**Material for this task**
━━━━━━

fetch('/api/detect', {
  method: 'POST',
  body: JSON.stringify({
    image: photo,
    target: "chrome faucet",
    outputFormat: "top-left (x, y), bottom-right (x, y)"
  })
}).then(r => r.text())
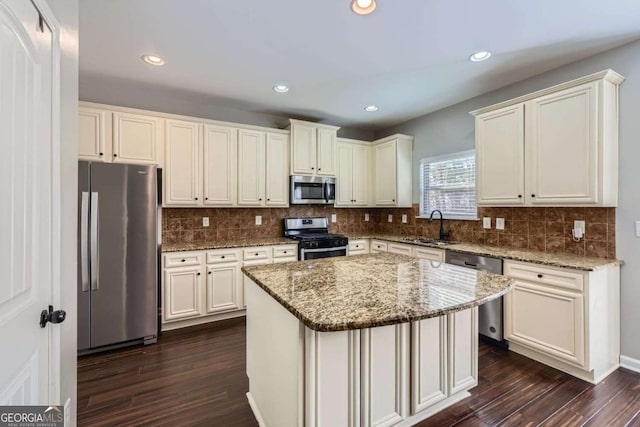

━━━━━━

**Instructions to follow**
Copy every item above line for line, leaving out the pictures.

**Result for this task**
fetch('/api/detect', {
  method: 'POST',
  body: JSON.stringify({
    image: photo,
    target: "chrome faucet",
    outputFormat: "top-left (x, y), bottom-right (x, y)"
  })
}).then(r => r.text())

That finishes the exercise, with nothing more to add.